▶ Information provided
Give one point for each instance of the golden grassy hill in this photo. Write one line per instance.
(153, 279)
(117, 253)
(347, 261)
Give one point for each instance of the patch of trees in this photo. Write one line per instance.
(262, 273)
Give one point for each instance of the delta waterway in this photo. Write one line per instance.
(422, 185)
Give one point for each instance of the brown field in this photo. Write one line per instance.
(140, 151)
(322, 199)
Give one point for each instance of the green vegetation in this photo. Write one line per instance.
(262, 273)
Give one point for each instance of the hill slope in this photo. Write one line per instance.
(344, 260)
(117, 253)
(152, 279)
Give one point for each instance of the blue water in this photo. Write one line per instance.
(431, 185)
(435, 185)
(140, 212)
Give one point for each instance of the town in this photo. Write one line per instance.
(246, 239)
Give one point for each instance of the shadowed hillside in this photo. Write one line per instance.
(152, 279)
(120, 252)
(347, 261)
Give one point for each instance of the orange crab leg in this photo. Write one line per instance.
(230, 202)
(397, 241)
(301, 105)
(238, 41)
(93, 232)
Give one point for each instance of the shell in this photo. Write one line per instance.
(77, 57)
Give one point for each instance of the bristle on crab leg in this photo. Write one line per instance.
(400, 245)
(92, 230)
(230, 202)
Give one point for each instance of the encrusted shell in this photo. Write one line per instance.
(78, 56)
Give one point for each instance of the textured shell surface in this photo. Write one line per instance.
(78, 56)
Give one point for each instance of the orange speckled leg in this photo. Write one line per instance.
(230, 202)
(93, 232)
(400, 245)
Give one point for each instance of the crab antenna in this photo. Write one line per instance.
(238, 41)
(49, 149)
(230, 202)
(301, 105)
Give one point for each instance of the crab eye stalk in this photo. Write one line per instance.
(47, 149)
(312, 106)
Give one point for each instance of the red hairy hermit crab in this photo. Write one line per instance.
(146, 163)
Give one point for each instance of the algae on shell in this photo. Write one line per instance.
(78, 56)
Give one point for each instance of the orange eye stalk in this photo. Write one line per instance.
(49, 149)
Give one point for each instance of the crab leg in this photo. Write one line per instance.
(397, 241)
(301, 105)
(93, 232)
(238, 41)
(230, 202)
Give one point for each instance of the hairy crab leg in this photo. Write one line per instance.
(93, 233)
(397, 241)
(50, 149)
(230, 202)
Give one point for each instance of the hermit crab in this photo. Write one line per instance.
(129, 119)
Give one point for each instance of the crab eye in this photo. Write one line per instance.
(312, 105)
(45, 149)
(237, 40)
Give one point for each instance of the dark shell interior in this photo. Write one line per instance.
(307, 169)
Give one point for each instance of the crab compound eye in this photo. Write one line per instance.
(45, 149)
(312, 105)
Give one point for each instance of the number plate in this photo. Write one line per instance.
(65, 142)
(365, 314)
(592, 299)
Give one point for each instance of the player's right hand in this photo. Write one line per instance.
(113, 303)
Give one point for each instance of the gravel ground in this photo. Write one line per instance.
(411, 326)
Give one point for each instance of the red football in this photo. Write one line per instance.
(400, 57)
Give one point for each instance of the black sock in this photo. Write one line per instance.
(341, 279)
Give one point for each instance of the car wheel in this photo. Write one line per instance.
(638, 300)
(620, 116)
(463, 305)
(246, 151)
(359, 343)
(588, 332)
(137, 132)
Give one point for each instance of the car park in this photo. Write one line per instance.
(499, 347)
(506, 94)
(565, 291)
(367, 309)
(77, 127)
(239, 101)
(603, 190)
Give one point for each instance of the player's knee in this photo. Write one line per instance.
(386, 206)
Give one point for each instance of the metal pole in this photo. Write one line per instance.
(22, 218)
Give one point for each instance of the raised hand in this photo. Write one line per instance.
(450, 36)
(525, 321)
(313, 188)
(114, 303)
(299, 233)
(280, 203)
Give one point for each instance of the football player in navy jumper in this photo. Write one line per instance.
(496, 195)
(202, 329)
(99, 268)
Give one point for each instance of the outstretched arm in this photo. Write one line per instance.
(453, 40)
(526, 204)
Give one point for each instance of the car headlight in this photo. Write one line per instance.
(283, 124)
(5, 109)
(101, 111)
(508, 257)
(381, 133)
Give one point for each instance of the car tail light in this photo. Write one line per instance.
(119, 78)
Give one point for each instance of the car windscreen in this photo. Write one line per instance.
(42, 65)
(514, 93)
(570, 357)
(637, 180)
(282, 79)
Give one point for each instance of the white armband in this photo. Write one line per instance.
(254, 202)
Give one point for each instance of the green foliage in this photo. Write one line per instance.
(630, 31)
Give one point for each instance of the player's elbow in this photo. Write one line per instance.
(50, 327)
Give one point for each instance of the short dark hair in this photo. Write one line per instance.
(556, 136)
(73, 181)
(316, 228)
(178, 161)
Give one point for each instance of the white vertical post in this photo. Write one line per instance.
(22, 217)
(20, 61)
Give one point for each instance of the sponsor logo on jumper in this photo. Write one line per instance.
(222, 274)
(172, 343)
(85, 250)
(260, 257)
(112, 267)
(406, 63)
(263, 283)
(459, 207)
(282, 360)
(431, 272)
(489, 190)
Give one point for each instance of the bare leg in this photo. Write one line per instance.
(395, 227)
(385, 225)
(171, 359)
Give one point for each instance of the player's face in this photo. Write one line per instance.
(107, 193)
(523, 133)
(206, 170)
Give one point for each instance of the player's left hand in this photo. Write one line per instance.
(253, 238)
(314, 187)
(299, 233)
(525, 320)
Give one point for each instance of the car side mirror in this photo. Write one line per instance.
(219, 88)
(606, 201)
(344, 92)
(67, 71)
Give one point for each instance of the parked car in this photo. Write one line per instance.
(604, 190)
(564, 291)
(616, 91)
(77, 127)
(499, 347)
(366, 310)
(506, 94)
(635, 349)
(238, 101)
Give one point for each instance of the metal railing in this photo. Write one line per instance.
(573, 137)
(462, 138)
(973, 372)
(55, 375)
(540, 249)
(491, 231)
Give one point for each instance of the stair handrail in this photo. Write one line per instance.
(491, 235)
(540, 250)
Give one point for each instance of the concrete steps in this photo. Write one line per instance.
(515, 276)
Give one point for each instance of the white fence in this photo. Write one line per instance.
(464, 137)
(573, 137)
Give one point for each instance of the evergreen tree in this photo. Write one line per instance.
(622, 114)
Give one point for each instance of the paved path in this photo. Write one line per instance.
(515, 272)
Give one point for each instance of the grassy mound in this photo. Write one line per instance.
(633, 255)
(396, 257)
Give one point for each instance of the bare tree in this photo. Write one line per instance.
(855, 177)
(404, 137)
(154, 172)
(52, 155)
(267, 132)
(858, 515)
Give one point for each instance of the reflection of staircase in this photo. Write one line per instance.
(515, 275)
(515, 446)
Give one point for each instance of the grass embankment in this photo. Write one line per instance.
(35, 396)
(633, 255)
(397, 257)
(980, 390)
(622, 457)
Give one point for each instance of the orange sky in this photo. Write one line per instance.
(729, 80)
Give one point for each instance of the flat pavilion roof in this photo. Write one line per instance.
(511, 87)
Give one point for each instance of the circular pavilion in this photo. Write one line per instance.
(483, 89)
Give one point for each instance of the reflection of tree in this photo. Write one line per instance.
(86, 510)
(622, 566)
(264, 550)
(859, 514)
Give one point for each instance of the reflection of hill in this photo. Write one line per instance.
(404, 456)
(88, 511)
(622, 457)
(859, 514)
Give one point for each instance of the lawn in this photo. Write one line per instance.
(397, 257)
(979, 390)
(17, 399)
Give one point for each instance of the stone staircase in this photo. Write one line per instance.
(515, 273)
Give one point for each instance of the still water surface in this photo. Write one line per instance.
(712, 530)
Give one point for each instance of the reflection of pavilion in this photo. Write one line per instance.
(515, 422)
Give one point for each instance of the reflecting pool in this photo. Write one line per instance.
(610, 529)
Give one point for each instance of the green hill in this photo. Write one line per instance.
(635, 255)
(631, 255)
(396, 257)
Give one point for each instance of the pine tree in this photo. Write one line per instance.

▶ Task
Transcribe each entry above exactly as it reads.

▶ Response box
Give one point for each instance of the golden grassy hill in this photo. Write one line per instance.
(153, 279)
(117, 253)
(347, 261)
Give one point for each instance of the patch of trees in this photo. Write one line per instance.
(262, 273)
Give one point for each instance of the delta waterway in this photo. Write one line per instance.
(422, 185)
Give one point for each instance of the brown field in this photo. Write one line per instance.
(140, 151)
(322, 199)
Give one point for each instance of the green vegetation in this photo. Write one line per instance.
(262, 273)
Give one point for each instance of the hill slope in this photo. Write one line per instance.
(344, 260)
(117, 253)
(152, 279)
Give one point for each instance of the blue water in this photo. Write one line per instance.
(431, 185)
(435, 185)
(140, 212)
Give one point for each instance of the town in this photo. Write one line per instance.
(246, 239)
Give one point for each instance of the shadowed hillside in this photo. Write one line per instance.
(152, 279)
(120, 252)
(347, 261)
Give one point for each instance of the orange crab leg in this photo. Write one line per instance.
(230, 202)
(397, 241)
(301, 105)
(238, 41)
(93, 232)
Give one point for each instance of the shell in this photo. Write one line per instance.
(77, 57)
Give one point for each instance of the bristle on crab leg in this photo. Write one line per instance.
(400, 245)
(92, 230)
(230, 202)
Give one point for each instance of the encrusted shell in this photo. Write one line per instance.
(78, 56)
Give one point for each instance of the textured shell surface in this photo. Write one line per instance.
(78, 56)
Give one point for each instance of the orange speckled leg in this photo. Write one line per instance.
(230, 202)
(93, 232)
(400, 245)
Give one point for each instance of the crab antenna in this photo. Write one line per instance.
(238, 41)
(49, 149)
(230, 202)
(301, 105)
Give one point for each instance of the crab eye stalk in this photo. Write one line per instance.
(47, 149)
(312, 106)
Give one point for each instance of the red hairy hermit crab in this photo. Write one line per instance.
(146, 163)
Give one point for each instance of the algae on shell in this photo. Write one line per instance.
(78, 56)
Give one point for each instance of the orange eye stalk in this photo. Write one line per instance.
(49, 149)
Give one point for each instance of the crab leg in this photo. Write one line per instance.
(397, 241)
(301, 105)
(93, 232)
(238, 41)
(230, 202)
Give one point for each instance of the hairy crab leg in this photo. Write one line per instance.
(93, 233)
(397, 241)
(50, 149)
(230, 202)
Give one point for each instance of the hermit crab in this photo. Write one line per instance.
(129, 119)
Give one point for each instance of the crab eye in this photo. Write one line per instance.
(312, 105)
(45, 149)
(237, 40)
Give one point for each instance of the dark shell interior in this photo. Write one line per instance.
(307, 169)
Give one point for each instance of the crab compound eye in this photo. Write one line per instance.
(45, 149)
(312, 105)
Give one point for each instance of the number plate in this photo. Write one line per instance.
(65, 142)
(365, 314)
(592, 299)
Give one point for each instance of the player's right hand in this photo. Write one line per instance.
(113, 303)
Give one point for each instance of the gravel ground in this photo. Write one line per instance.
(411, 326)
Give one point for each instance of the red football in this photo. Write one line per instance.
(400, 57)
Give one point for each instance of the black sock in this photo. Write one line per instance.
(341, 279)
Give one point for each instance of the car wheel in this photo. Write one line per instance.
(638, 300)
(620, 116)
(463, 305)
(246, 151)
(359, 343)
(588, 332)
(137, 132)
Give one point for each instance of the car park in this photo. Write one line per instance.
(499, 347)
(506, 94)
(565, 291)
(367, 309)
(77, 127)
(239, 101)
(603, 190)
Give one point for each instance of the player's knee in this photo. Write one line per instance.
(386, 206)
Give one point for each instance of the metal pole in this photo. Write one line per instance.
(22, 218)
Give one point for each instance of the raised hand in this photo. Write one line per instance.
(450, 36)
(525, 321)
(313, 188)
(114, 303)
(299, 233)
(280, 203)
Give one point for each instance of the football player in navy jumper in this photo. Write one line per instance.
(496, 195)
(202, 329)
(99, 268)
Give one point for each instance of the outstretched arm in this photo. Write one line per instance.
(453, 40)
(526, 204)
Give one point for each instance of the car headlight in this photo. Write one line per instance.
(283, 124)
(5, 109)
(101, 111)
(508, 257)
(381, 133)
Give one point for each instance of the car tail light in this photo. Write one line per instance.
(119, 78)
Give one point for each instance of the car windscreen in this photo. Write one line per instance.
(42, 65)
(514, 93)
(570, 357)
(637, 180)
(282, 79)
Give one point for each instance of the white armband in this photo. Write one line per instance.
(254, 202)
Give one point for each instance of the green foliage in this photo. Write one line per instance.
(630, 31)
Give one point for each instance of the player's elbow in this photo. Write one line per instance.
(50, 327)
Give one point for each instance of the short dark hair in this photo. Write one line per instance.
(556, 136)
(73, 181)
(316, 228)
(178, 161)
Give one point for each instance of the white vertical post in this photo. Write one line per instance.
(22, 217)
(20, 61)
Give one point for each instance of the sponsor logo on jumper in this photo. Write one line per instance.
(222, 274)
(172, 343)
(85, 250)
(260, 257)
(112, 267)
(406, 63)
(263, 283)
(459, 207)
(282, 360)
(431, 272)
(489, 190)
Give one point for each instance of the bare leg in this photo. Write one line per instance.
(395, 227)
(385, 225)
(171, 359)
Give one point for each instance of the player's face in this photo. Write one line per instance.
(107, 193)
(523, 133)
(206, 170)
Give one point for each instance of the player's left hand in this photo. Write one line per instance.
(253, 238)
(314, 187)
(299, 233)
(525, 320)
Give one point for each instance of the car side mirror in this photo. Write one line per instance.
(219, 88)
(606, 201)
(344, 92)
(67, 71)
Give one point for each instance of the parked car in this photo. Write one line per instance.
(604, 190)
(564, 291)
(616, 91)
(77, 127)
(499, 347)
(366, 310)
(506, 94)
(635, 349)
(238, 101)
Give one point for each instance of the metal railing in this photo. Write one line per instance.
(573, 137)
(462, 138)
(973, 372)
(55, 375)
(540, 249)
(491, 231)
Give one point for each instance of the stair handrail in this photo. Write one line per instance.
(491, 235)
(540, 250)
Give one point for each instance of the concrete steps in this photo. Write one line per instance.
(515, 276)
Give one point for each instance of the white fence in this photo. Write one line per instance.
(464, 137)
(573, 137)
Give one point for each instance of the evergreen tree in this photo. Write one line per instance.
(622, 114)
Give one point for each instance of the paved path in this photo. Write one line per instance.
(515, 272)
Give one point for each instance of the grassy mound in this photo. Write one line per instance.
(633, 255)
(396, 257)
Give one point for each instance of the bare tree in this photo. Write one line per instance.
(855, 177)
(404, 137)
(154, 172)
(52, 155)
(267, 132)
(858, 515)
Give one point for each instance of the reflection of staircase in this photo. Write one line per instance.
(515, 275)
(515, 446)
Give one point for each instance of the grass embankment in this photo. Write one line per instance.
(35, 396)
(633, 255)
(397, 257)
(980, 390)
(622, 457)
Give one point for each instance of the orange sky in this photo. Write one line per instance.
(729, 80)
Give one point for each instance of the flat pavilion roof in this photo. Write one line per instance.
(511, 87)
Give one point for each instance of the circular pavilion in this photo. Write one line per instance.
(483, 89)
Give one point for each instance of the reflection of tree in this photo. Write one line per instance.
(86, 510)
(622, 566)
(264, 550)
(859, 514)
Give one point for each instance of the reflection of hill in this photo. Write one line per instance.
(404, 456)
(88, 511)
(622, 457)
(859, 514)
Give one point for each instance of the lawn in this photo. Write one line per instance.
(397, 257)
(979, 390)
(17, 399)
Give one point for each instance of the stone staircase in this photo. Write one line per instance.
(515, 273)
Give one point for each instance of the still water surface in this photo. Write one line per instance.
(712, 530)
Give one point for each instance of the reflection of pavilion in this photo. Write one line per instance.
(515, 422)
Give one point for each instance of the reflecting pool in this photo. Write one line per instance.
(610, 529)
Give one point for each instance of the green hill in this photo. Write one line per instance.
(635, 255)
(631, 255)
(396, 257)
Give one point for each instance of the pine tree in this photo. Write one line per instance.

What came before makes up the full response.